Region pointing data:
★ ★ ★ ★ ★

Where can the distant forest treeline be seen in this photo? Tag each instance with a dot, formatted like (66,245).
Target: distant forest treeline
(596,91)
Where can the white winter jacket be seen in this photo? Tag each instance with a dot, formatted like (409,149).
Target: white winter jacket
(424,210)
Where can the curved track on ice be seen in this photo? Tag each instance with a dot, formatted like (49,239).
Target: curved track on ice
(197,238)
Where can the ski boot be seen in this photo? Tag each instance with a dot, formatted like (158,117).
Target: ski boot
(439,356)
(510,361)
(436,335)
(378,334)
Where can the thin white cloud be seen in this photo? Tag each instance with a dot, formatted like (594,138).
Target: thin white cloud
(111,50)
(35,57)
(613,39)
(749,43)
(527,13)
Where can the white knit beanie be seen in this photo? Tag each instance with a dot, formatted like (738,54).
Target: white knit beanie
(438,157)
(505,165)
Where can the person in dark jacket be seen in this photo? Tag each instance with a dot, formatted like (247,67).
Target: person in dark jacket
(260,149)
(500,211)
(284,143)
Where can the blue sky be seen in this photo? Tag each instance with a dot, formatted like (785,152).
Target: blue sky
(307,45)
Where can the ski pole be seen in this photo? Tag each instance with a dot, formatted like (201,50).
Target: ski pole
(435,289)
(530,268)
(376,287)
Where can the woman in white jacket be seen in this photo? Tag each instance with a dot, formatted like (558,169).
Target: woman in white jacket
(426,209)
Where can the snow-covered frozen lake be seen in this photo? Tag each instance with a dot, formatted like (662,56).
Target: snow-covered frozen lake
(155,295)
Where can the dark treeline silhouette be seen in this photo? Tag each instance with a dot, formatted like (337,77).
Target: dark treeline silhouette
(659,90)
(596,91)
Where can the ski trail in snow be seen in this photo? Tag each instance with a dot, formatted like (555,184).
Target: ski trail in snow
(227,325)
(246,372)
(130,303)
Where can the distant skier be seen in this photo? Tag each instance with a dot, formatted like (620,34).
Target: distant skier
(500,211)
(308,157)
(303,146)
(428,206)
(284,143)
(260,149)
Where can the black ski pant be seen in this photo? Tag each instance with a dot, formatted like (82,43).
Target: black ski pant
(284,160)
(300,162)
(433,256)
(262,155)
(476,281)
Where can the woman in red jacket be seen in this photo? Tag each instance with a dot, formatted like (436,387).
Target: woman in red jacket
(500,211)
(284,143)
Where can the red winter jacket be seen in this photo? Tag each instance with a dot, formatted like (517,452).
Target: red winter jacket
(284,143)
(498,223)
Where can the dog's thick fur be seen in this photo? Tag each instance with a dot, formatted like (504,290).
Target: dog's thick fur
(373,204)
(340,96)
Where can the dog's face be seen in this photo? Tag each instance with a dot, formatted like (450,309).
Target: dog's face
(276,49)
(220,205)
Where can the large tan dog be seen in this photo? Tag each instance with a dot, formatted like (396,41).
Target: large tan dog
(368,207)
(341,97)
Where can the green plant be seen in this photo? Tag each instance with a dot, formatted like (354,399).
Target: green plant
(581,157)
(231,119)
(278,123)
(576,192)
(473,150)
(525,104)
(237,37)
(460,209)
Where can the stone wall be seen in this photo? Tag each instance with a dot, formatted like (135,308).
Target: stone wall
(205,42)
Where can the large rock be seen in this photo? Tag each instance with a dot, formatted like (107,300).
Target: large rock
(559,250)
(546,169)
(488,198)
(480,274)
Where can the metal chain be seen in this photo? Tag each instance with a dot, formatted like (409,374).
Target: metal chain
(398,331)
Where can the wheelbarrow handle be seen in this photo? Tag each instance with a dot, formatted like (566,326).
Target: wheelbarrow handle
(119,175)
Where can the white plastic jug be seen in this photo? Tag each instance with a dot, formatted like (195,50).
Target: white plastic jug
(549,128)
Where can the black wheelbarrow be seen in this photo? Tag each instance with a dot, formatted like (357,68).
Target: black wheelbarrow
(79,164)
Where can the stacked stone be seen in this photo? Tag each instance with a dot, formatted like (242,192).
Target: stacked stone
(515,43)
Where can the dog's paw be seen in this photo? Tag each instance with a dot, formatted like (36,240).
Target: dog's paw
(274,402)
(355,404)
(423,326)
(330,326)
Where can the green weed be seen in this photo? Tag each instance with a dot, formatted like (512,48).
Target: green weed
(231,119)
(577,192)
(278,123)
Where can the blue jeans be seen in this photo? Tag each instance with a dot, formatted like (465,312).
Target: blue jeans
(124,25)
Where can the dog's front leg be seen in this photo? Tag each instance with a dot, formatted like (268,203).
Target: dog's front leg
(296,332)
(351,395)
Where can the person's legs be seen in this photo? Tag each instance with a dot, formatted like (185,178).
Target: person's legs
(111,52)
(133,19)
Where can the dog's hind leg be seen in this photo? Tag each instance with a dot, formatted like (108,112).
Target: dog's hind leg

★ ★ ★ ★ ★

§ EXERCISE REQUIREMENTS
Within the data above, pick out all lines holding the word "hind".

§ ANSWER TO THIS TASK
Where can the dog's hind leg be seen in this photo? Tag each instance with a dot, formatted like (108,112).
Target: dog's hind leg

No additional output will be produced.